Exercise directions: Starting at the very top of the material and ending with the line that contains "left=369, top=369, right=383, bottom=381", turn each line into one string of a JSON list, skipping blank lines. Keep the pictures out of the list.
•••••
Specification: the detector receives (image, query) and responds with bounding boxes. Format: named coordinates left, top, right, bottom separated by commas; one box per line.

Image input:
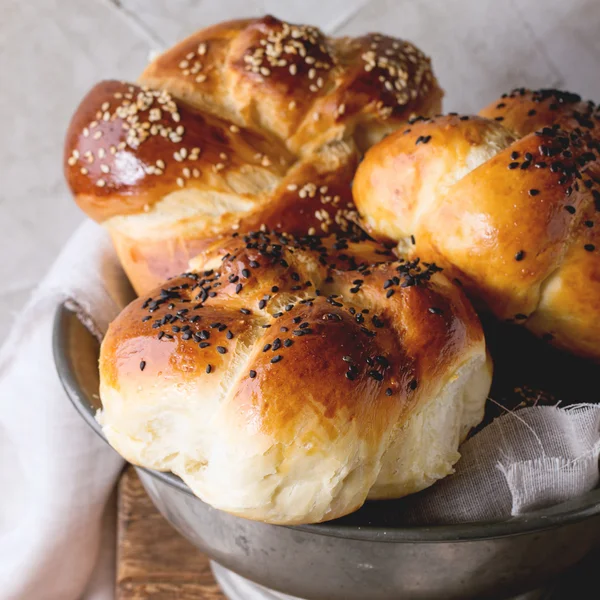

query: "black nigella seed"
left=375, top=355, right=390, bottom=367
left=369, top=369, right=383, bottom=381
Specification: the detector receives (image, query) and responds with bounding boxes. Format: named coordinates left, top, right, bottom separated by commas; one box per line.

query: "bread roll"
left=99, top=233, right=491, bottom=524
left=65, top=17, right=442, bottom=293
left=354, top=90, right=600, bottom=360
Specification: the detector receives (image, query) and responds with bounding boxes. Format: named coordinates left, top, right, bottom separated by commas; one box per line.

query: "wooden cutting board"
left=115, top=467, right=226, bottom=600
left=115, top=467, right=600, bottom=600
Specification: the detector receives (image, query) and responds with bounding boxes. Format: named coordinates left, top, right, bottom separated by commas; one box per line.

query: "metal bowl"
left=53, top=306, right=600, bottom=600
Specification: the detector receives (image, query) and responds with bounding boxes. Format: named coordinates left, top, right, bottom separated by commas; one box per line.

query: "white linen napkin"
left=0, top=222, right=600, bottom=600
left=0, top=222, right=131, bottom=600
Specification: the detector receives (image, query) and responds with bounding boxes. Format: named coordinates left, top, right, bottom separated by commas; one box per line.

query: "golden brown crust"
left=140, top=16, right=442, bottom=153
left=100, top=234, right=483, bottom=443
left=354, top=90, right=600, bottom=359
left=65, top=81, right=294, bottom=221
left=65, top=17, right=442, bottom=293
left=99, top=232, right=491, bottom=524
left=479, top=88, right=597, bottom=137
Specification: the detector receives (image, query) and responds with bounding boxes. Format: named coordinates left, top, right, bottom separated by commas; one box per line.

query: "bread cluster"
left=65, top=17, right=442, bottom=294
left=354, top=89, right=600, bottom=360
left=100, top=232, right=491, bottom=524
left=65, top=17, right=600, bottom=524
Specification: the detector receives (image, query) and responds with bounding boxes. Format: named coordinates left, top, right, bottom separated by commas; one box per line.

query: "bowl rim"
left=52, top=303, right=600, bottom=543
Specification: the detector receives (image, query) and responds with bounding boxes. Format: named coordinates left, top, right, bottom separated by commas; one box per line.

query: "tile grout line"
left=101, top=0, right=167, bottom=51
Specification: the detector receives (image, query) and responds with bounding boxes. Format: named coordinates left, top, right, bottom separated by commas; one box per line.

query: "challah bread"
left=353, top=90, right=600, bottom=360
left=65, top=17, right=442, bottom=293
left=99, top=233, right=491, bottom=524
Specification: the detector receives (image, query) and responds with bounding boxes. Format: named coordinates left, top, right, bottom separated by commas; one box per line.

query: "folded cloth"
left=402, top=404, right=600, bottom=525
left=0, top=222, right=600, bottom=600
left=0, top=222, right=131, bottom=600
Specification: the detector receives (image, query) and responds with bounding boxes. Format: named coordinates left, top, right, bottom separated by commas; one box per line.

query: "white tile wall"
left=0, top=0, right=600, bottom=331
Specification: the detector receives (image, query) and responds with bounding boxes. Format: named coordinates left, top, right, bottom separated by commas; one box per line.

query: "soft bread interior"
left=369, top=356, right=492, bottom=499
left=98, top=350, right=491, bottom=524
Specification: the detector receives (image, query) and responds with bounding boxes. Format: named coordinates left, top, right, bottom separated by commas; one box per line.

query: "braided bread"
left=353, top=89, right=600, bottom=360
left=99, top=233, right=491, bottom=524
left=65, top=17, right=442, bottom=293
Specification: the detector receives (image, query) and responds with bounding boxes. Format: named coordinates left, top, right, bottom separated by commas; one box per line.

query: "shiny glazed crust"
left=64, top=17, right=442, bottom=293
left=100, top=233, right=491, bottom=523
left=353, top=90, right=600, bottom=360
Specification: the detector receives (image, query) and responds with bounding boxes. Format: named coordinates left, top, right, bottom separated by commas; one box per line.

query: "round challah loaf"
left=99, top=233, right=491, bottom=524
left=65, top=17, right=442, bottom=293
left=353, top=89, right=600, bottom=360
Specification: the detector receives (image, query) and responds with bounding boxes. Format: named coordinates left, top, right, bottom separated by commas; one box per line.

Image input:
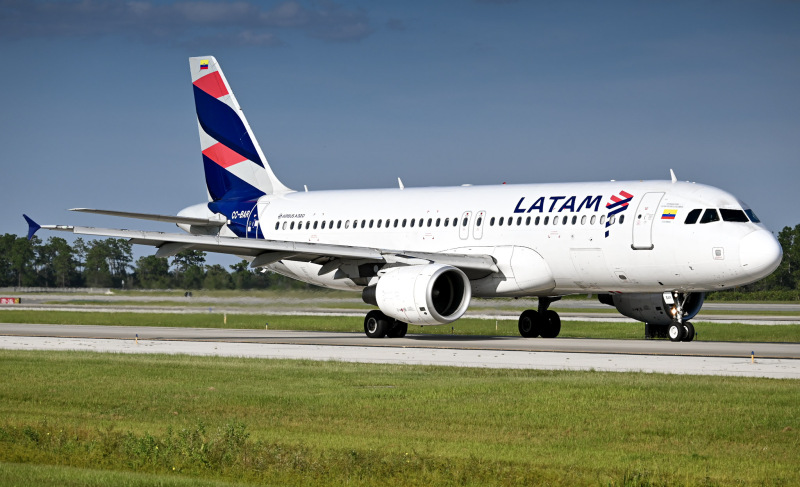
•••••
Output below:
[
  "Specification: the detector receives (image, query) and responds with bounding boxes. Format: named coordinates left, top, right, bottom separated by commas; one box per line.",
  "Image input:",
  "query: \"black nigella seed\"",
  "left=375, top=355, right=390, bottom=367",
  "left=369, top=369, right=383, bottom=381"
]